Instructions to follow –
Please gather and copy every line of the data below that contains the string "path", treating uppercase and lowercase as different.

Items –

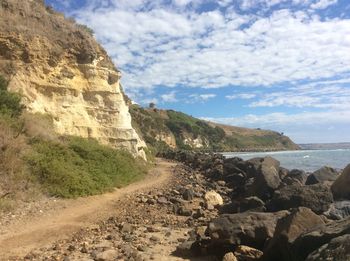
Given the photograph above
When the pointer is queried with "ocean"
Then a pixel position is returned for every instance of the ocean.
(307, 160)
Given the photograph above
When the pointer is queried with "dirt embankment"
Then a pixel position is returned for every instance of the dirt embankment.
(36, 230)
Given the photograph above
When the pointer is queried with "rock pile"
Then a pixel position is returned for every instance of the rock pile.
(282, 214)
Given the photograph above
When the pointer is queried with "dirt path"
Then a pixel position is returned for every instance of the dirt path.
(39, 232)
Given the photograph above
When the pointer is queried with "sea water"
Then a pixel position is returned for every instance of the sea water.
(308, 160)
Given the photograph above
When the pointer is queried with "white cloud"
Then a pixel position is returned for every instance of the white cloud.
(169, 97)
(200, 97)
(244, 96)
(323, 4)
(304, 127)
(163, 47)
(316, 95)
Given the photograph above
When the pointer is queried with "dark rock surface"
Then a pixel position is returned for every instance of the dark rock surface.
(316, 197)
(314, 239)
(338, 249)
(338, 210)
(250, 228)
(341, 186)
(323, 175)
(266, 178)
(287, 230)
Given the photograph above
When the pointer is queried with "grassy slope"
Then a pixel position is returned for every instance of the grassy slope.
(150, 122)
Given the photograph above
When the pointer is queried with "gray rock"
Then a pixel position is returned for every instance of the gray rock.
(108, 255)
(341, 186)
(185, 249)
(323, 175)
(338, 210)
(296, 175)
(247, 204)
(287, 230)
(229, 257)
(249, 228)
(162, 200)
(266, 180)
(308, 242)
(127, 228)
(316, 197)
(188, 194)
(338, 249)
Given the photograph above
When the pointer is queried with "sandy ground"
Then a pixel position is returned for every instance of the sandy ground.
(69, 216)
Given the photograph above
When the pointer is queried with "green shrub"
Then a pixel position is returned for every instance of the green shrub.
(79, 167)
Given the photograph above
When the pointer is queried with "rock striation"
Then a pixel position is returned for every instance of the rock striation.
(61, 70)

Response to this exercise –
When the pointer is queried with "dirt path"
Then a pixel position is returned for every instance of the dirt path.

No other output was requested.